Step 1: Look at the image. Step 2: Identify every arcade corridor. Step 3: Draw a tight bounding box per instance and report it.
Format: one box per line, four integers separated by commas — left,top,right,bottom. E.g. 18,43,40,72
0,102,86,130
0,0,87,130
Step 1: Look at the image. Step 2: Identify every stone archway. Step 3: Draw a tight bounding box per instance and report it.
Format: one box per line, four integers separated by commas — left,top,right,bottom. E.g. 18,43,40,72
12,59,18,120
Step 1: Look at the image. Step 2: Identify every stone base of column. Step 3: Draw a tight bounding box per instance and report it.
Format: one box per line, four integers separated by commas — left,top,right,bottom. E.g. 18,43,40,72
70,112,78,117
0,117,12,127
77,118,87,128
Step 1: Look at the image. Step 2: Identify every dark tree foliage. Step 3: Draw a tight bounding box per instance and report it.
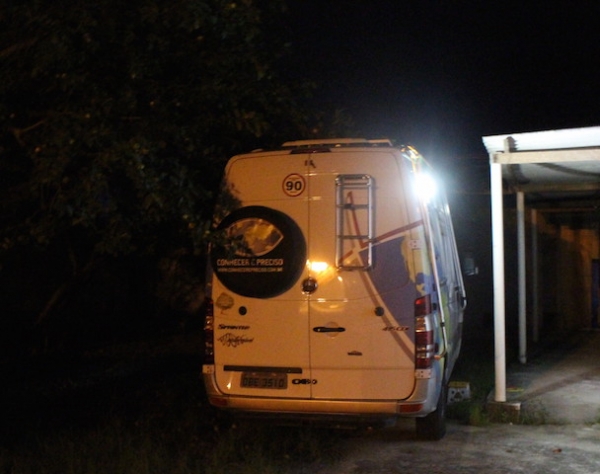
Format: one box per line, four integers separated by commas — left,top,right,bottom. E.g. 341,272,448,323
0,0,324,342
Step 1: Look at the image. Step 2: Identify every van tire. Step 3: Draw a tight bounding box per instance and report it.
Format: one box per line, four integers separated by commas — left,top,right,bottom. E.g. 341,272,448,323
416,381,448,441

- _GOAL_: Pull out each line of the data above that contains the word "stone", and copy those lines in full.

- _COMPLETED TASK_:
Step 1: Look at the image. Step 2: Identify every stone archway. Step 3: Draw a tight bounding box per instance and report it.
Step 1: Look at the image. Step 2: Identify every stone base of column. Step 3: Draw a tight bounding box per instance and report it.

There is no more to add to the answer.